WRITTEN TASK - Copy out the lines from the one containing "identify the blue" through the one containing "324], [189, 267]]", inclusive, without changing anything. Leave out all other entries.

RECORDS FOR THE EXERCISE -
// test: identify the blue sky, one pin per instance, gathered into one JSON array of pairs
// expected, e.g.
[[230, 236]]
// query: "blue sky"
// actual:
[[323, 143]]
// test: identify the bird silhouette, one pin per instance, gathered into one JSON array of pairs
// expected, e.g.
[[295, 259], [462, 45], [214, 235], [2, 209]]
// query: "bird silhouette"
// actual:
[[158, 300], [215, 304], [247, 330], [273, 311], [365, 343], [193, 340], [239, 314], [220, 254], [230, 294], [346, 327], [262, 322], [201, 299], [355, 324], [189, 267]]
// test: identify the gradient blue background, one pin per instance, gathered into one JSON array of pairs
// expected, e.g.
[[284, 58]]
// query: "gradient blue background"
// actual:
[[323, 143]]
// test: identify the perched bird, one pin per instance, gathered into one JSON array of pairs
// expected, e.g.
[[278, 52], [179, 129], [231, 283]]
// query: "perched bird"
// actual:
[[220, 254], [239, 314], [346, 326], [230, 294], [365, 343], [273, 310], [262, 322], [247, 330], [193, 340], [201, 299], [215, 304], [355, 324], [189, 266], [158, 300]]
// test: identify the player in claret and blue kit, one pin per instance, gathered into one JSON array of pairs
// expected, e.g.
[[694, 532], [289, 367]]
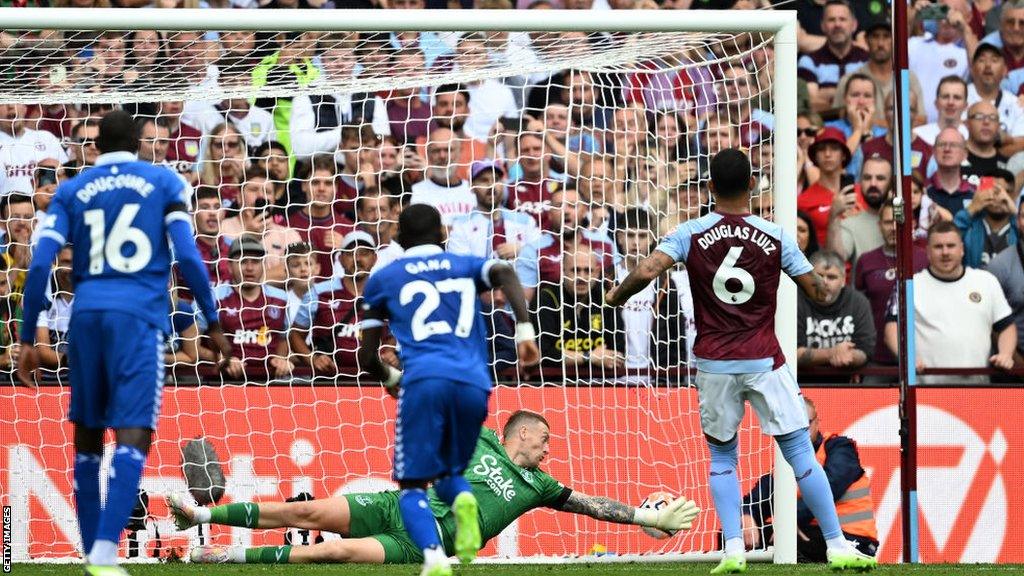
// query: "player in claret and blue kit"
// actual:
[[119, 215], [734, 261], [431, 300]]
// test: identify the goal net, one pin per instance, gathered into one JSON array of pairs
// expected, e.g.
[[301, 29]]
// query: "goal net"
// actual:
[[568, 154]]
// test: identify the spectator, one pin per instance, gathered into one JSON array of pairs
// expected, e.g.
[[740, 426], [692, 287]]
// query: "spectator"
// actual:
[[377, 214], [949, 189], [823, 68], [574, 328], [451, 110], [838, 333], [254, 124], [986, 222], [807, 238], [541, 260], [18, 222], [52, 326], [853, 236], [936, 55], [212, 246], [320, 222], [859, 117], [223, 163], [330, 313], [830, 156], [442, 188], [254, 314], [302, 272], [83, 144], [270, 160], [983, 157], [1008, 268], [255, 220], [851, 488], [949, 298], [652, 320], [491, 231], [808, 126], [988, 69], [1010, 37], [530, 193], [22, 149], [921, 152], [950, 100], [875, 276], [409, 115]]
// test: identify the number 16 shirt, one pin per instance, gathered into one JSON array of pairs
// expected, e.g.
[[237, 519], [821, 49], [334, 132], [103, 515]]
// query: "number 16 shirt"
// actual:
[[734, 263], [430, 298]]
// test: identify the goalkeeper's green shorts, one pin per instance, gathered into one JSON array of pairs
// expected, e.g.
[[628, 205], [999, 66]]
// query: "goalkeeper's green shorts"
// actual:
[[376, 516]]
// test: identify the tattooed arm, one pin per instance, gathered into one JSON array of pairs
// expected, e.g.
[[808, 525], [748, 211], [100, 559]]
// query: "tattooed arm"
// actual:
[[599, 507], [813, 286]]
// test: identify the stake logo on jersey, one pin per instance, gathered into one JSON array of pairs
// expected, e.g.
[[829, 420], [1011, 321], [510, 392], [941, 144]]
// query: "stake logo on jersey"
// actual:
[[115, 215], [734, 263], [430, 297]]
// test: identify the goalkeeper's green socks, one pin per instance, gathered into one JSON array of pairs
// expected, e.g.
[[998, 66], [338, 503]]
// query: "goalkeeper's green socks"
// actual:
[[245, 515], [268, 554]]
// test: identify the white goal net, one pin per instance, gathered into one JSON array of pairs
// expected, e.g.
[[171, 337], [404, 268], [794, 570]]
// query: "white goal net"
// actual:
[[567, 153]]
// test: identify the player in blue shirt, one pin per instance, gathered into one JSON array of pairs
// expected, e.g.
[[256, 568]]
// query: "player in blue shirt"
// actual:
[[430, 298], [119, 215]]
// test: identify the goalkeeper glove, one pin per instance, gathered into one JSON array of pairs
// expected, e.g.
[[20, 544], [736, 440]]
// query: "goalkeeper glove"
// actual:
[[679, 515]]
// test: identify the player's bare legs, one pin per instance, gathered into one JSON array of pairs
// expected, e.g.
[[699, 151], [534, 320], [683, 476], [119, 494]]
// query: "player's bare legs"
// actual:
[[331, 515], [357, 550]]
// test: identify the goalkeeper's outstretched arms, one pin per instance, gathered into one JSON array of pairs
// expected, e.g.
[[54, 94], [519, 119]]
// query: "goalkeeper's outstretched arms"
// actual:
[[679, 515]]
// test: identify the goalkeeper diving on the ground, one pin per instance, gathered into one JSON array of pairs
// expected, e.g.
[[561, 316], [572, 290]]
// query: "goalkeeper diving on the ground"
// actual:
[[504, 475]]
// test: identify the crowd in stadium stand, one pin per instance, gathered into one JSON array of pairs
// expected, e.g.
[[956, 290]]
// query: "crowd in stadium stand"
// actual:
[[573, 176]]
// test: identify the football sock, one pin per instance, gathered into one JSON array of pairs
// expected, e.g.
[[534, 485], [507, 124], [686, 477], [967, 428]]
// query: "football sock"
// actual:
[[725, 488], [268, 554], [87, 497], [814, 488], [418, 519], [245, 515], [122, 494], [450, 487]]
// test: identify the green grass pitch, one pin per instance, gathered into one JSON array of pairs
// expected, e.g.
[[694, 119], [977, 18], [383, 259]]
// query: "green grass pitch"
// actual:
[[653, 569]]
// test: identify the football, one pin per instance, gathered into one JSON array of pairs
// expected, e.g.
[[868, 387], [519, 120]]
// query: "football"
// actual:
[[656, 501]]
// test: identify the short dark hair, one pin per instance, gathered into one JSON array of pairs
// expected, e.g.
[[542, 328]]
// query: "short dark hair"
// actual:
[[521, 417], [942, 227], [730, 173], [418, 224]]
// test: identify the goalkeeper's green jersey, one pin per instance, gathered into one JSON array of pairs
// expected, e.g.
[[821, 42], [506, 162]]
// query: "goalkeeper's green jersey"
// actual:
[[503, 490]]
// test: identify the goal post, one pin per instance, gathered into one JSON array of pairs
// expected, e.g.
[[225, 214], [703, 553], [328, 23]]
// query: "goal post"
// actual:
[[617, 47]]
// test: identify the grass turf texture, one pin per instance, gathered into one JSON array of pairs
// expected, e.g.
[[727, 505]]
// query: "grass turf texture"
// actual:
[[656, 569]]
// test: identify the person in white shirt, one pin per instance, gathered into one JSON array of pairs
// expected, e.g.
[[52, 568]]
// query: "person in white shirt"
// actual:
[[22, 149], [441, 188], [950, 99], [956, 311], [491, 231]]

--

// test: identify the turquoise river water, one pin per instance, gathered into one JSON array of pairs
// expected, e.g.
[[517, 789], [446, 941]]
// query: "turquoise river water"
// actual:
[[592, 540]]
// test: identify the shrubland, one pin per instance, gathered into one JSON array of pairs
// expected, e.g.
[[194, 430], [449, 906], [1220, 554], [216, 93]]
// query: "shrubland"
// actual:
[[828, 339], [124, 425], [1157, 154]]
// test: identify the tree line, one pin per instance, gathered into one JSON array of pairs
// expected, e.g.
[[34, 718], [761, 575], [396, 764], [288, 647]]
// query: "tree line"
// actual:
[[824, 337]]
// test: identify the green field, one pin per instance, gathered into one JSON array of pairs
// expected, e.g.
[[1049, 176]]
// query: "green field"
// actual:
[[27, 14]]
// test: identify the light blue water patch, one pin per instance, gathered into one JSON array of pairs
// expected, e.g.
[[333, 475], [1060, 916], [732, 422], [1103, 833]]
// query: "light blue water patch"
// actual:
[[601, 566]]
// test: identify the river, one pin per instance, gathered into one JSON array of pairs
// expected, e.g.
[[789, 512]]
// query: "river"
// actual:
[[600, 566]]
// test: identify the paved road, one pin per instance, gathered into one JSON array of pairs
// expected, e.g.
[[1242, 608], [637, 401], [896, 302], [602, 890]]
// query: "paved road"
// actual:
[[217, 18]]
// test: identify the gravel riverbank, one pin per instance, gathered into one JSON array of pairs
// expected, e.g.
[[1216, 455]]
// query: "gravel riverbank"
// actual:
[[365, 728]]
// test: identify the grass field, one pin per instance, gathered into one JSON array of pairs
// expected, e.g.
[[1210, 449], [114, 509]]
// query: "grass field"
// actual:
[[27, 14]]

ANSWER IN FULL -
// test: identify the blue sky, one pin per instance, gathered into one JSON array of pairs
// expected, e.g.
[[230, 236]]
// query: "blue sky"
// actual:
[[323, 143]]
// test: identify the bird silhouette, one pin per instance, gathered into one JSON array of pairs
// expected, e.g.
[[295, 259], [462, 45], [214, 235], [2, 209]]
// query: "bird silhouette"
// actual:
[[158, 300], [215, 304], [247, 330], [273, 311], [365, 343], [193, 340], [239, 314], [220, 254], [230, 294], [346, 327], [262, 322], [201, 299], [355, 324], [189, 267]]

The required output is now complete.